## AIM OF THE EXERCISE
Convert everything from the first line of the entries down to the line containing "(1121, 404)", inclusive, into a JSON list of strings, with one string per line and blank lines left out. Include only those lines.

## Coordinate annotation entries
## Start

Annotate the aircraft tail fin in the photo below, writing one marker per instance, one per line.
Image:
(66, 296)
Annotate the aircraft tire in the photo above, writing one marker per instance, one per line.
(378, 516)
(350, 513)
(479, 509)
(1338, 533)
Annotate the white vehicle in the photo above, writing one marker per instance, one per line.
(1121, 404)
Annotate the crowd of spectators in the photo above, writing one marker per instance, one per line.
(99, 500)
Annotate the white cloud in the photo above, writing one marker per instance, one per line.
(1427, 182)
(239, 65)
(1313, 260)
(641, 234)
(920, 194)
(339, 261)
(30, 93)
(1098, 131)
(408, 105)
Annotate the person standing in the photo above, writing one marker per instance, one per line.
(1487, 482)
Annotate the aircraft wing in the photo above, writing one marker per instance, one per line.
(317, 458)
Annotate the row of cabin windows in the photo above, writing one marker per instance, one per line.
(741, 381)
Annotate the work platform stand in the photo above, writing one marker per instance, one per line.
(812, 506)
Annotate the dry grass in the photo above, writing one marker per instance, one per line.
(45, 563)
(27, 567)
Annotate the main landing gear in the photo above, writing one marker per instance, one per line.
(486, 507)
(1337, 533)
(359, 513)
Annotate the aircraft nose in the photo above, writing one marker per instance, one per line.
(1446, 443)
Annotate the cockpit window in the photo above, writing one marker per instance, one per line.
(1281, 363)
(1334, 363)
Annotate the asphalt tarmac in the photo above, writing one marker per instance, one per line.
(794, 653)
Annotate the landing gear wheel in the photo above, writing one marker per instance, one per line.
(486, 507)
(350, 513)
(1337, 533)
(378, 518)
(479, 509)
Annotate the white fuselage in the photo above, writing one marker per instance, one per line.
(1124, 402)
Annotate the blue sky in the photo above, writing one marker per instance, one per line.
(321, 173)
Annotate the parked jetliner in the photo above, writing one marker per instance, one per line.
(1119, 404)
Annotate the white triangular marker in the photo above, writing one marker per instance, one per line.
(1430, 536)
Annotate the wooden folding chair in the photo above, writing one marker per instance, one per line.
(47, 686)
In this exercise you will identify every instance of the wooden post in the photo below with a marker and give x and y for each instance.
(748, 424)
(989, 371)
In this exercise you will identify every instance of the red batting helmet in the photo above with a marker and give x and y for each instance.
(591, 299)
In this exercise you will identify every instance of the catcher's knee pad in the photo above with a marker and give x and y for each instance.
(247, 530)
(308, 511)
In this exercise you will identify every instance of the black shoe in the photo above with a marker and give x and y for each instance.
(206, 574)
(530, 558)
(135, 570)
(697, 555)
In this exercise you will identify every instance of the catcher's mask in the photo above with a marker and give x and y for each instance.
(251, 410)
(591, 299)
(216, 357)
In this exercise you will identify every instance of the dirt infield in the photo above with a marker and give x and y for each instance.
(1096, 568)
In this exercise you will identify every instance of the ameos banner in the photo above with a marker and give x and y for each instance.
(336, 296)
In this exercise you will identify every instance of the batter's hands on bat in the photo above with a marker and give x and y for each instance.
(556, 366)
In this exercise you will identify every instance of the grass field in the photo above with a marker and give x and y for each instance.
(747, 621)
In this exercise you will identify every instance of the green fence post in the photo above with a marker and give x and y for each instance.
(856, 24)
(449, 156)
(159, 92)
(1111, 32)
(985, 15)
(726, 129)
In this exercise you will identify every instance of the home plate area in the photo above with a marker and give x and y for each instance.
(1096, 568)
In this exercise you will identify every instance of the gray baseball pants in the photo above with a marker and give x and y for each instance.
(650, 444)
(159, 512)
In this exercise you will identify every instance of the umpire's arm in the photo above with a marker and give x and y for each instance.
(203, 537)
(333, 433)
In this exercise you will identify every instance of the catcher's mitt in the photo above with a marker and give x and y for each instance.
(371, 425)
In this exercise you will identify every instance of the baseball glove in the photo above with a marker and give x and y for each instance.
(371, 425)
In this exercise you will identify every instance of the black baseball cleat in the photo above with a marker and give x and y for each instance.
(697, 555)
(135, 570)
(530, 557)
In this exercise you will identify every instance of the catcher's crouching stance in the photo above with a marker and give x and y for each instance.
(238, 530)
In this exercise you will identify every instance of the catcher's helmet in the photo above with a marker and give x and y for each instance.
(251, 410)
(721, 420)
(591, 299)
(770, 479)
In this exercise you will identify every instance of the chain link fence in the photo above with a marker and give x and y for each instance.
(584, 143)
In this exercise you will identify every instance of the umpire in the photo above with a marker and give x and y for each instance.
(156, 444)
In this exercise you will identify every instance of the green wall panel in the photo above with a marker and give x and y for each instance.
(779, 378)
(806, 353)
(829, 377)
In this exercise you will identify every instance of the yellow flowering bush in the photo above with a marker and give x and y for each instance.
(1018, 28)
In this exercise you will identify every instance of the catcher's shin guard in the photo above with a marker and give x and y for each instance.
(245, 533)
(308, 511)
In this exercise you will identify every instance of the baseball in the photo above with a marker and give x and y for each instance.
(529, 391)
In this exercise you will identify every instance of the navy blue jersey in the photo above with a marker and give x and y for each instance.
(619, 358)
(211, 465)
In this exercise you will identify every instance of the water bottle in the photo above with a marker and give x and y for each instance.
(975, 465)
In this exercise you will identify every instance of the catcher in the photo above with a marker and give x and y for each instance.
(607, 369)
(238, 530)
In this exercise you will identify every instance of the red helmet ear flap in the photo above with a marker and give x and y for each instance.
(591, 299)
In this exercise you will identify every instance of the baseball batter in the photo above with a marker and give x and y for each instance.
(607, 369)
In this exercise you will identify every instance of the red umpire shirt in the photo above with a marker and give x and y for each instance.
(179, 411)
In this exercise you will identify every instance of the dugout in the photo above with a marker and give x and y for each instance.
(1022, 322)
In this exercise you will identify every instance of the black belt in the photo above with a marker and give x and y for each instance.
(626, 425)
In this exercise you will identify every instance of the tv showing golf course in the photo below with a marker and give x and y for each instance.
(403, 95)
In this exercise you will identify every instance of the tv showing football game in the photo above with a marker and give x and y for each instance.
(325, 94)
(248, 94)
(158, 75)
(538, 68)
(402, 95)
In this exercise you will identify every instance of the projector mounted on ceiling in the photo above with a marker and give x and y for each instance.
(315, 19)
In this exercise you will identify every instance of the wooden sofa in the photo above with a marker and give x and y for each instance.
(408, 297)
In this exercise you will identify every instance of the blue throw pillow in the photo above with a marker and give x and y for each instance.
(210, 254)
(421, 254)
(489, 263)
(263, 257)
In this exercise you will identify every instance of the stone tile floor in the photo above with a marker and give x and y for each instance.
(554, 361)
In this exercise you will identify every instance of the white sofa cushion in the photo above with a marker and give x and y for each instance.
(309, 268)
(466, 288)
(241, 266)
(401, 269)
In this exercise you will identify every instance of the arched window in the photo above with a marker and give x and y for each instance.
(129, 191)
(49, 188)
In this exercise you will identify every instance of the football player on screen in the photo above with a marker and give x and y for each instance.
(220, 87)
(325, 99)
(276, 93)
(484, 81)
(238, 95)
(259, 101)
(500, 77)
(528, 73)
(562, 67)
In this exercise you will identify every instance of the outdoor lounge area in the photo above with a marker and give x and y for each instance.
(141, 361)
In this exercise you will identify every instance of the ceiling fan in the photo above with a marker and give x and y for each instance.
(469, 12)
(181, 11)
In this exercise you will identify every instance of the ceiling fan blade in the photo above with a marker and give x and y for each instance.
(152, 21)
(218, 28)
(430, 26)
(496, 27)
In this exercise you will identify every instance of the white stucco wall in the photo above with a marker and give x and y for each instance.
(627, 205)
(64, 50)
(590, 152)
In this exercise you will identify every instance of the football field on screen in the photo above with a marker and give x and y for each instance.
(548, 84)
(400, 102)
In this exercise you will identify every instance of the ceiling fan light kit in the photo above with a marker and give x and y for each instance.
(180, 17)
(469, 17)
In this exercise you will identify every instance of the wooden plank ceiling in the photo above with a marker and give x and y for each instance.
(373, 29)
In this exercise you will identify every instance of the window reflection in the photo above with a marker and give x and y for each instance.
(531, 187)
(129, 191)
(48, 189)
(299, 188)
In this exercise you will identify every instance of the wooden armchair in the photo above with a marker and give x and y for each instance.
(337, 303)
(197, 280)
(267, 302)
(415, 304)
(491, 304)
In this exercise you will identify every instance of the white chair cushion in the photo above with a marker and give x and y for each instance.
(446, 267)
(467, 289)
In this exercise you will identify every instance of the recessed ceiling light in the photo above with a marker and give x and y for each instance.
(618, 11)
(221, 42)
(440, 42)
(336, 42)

## End

## TASK SOLUTION
[
  "Annotate the aircraft tail fin in the photo below, writing one marker per instance, one per line.",
  "Image:",
  "(66, 296)",
  "Annotate the aircraft tire in the photo above, writing one marker per instance, one per line.",
  "(378, 516)",
  "(350, 513)",
  "(479, 509)",
  "(1338, 533)",
  "Annotate the white vehicle in the photo above, writing one marker per instance, one per line.",
  "(1121, 404)"
]